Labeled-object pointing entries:

[START]

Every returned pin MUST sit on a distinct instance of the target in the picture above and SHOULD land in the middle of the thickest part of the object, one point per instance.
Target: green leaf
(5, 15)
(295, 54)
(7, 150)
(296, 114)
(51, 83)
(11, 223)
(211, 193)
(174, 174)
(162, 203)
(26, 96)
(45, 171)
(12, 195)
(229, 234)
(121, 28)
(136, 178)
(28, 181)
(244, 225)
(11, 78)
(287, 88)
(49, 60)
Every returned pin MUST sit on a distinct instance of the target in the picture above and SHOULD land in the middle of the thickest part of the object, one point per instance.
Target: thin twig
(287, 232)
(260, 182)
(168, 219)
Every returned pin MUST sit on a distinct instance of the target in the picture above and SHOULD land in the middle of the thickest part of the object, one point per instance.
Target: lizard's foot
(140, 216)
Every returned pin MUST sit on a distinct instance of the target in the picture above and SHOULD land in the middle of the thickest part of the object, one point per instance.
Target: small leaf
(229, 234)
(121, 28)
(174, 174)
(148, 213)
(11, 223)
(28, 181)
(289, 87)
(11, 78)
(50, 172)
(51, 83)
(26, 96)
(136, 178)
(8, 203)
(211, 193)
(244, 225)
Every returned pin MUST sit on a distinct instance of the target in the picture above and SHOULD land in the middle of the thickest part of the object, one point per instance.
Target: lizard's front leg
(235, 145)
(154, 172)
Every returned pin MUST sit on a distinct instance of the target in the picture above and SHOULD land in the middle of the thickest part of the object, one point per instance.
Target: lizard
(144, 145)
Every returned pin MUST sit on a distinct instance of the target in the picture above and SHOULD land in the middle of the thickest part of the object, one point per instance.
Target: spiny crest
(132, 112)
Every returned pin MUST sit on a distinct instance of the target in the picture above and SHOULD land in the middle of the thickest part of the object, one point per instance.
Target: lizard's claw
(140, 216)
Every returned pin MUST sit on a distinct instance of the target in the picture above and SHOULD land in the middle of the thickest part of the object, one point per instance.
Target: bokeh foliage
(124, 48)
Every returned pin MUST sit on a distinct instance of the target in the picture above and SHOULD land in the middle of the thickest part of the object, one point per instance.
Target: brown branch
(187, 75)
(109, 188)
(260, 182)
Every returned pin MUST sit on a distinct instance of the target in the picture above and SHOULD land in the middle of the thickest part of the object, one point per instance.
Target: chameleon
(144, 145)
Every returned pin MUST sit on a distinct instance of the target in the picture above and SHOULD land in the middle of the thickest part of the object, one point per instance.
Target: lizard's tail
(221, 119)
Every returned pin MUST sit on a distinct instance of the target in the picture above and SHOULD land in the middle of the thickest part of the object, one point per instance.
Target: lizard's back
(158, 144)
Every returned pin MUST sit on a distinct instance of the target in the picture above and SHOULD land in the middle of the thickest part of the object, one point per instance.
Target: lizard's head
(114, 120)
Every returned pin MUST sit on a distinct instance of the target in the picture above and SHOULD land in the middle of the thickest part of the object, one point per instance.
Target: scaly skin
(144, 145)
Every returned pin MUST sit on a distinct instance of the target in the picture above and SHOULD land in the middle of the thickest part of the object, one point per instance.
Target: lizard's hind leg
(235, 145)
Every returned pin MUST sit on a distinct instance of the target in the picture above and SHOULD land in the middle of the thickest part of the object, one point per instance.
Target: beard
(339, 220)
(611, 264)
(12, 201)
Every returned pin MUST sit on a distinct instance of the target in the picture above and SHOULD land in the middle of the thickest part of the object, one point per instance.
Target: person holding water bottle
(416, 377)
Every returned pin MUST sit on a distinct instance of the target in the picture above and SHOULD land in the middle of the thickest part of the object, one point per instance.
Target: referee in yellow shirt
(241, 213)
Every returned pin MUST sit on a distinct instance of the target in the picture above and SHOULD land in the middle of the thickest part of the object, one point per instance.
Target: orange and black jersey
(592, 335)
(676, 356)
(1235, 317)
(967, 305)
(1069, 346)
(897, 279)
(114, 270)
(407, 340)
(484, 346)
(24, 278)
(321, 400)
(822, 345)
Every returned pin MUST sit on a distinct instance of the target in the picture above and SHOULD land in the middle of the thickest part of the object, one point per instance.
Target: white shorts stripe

[END]

Objective: Go back to the listing above and please repeat it exactly.

Output for this task:
Every returned pin MUST sit on a distinct instance of the target in the picture above and SHOULD land in the middle of the thickest part of the object, one point per instance.
Target: green leaf
(5, 15)
(295, 54)
(7, 150)
(296, 114)
(51, 83)
(11, 223)
(211, 193)
(174, 174)
(162, 203)
(26, 96)
(45, 171)
(12, 195)
(229, 234)
(121, 28)
(136, 178)
(28, 181)
(244, 225)
(11, 78)
(287, 88)
(49, 60)
Every returned pin MUST sit on a distinct instance of the target in the picture above and SHOULD land in the middle of the thickest part of the object, one point per instance.
Target: thin twig
(287, 232)
(260, 182)
(168, 219)
Every returned pin MUST sit on a distinct instance of the target in the picture above and SHOULD land in the middle of the thickest part of the object, one point per instance.
Target: lizard's foot
(140, 216)
Every returned pin MUST sit on a distinct instance of the target in the picture above and SHOULD land in the middle of the thickest part of the object, one point per instance.
Target: small leaf
(229, 234)
(121, 28)
(174, 174)
(148, 213)
(11, 223)
(28, 181)
(289, 87)
(11, 78)
(50, 172)
(51, 83)
(26, 96)
(136, 178)
(8, 203)
(211, 193)
(244, 225)
Every returned pin MUST sit on a distinct instance of the target in the picture above and SHOULD land in the middle of the thickest part of the object, one point per instance.
Target: lizard's front leg
(235, 145)
(154, 172)
Every returned pin MUST sit on a distinct instance of the target in the picture above and SHOULD land in the middle of the thickest part of the object, one point per instance.
Target: lizard
(144, 145)
Every returned pin MUST sit on a distinct instance of the target in the picture above and SHOULD land in the middle of the thickest part of the object, one point per instance.
Target: spiny crest
(132, 112)
Every returned pin MUST sit on a distinct instance of the target in the picture above and SHOULD land in the middle of the thickest part of the object, one point per instance.
Target: lizard's claw
(140, 216)
Every returned pin MUST sit on a distinct instance of the target in the picture above and SHOULD land in the middle of the thickest part of the object, one point per instance.
Target: bokeh foliage
(124, 48)
Every returned pin MUST sit on a distinct instance of the target in the picture above and SHOULD land in the middle of the thickest part of the object, one point per instance.
Target: brown branch
(187, 75)
(109, 188)
(260, 182)
Every returned pin MUST sit on a distinct instance of the target in the picture above and SHOULD land in the middle of the thickest part of the object, one point per instance.
Target: chameleon
(144, 145)
Every returned pin MUST sit on a distinct instance of the target in the picture above and SHOULD land in the middle of the thickest part of the object, one point per instance.
Target: lizard's tail
(221, 119)
Every returned pin MUST sit on a distinct instance of the target in the picture above and SHOULD land in the middle of the thickest part of the object, one point per instance.
Target: lizard's back
(158, 144)
Every returned pin MUST sit on a distinct instance of the target in the picture above and SHOULD land in the middle of the thickest part of the object, one point per instance.
Target: lizard's head
(114, 120)
Every returned pin MUST sit on a distinct instance of the target in the picture above and SHOULD land in the middle of the thickest part of the object, one point per instance.
Target: scaly skin
(144, 145)
Every returned pin MUST sit on a distinct instance of the target in the picture above and SHOULD land in the middle of the thickest part of the object, one point per instance.
Target: lizard's hind leg
(235, 145)
Every returned pin MUST sit on a distinct instance of the target in the picture above and SHOULD land in the middle of the thickest part of the object, one point per instance.
Target: beard
(339, 220)
(611, 264)
(12, 201)
Every returned pin MUST sit on a distinct instance of the target in the picture above and SHOULD land in the middle of the thickest part of the object, one point per instance.
Target: person holding water bottle
(416, 377)
Every returned pin MUST sit on a distinct instance of the target in the picture above and SHOULD land in the middle of the thickest part of the object, one point per instance.
Target: referee in yellow shirt
(241, 213)
Every returned pin MUST sit on a distinct instance of the target in the picture above and SHOULD land in the middle of the thickest part of the object, one point per instance.
Target: orange and black jersey
(592, 335)
(676, 356)
(1235, 317)
(967, 305)
(1069, 346)
(897, 279)
(114, 270)
(407, 340)
(484, 346)
(24, 278)
(321, 400)
(822, 345)
Every returned pin MUST sit on a distinct instance of the target in the picture above and SHOULD land in the middle of the thickest part of the object, one point per instance.
Target: white shorts stripe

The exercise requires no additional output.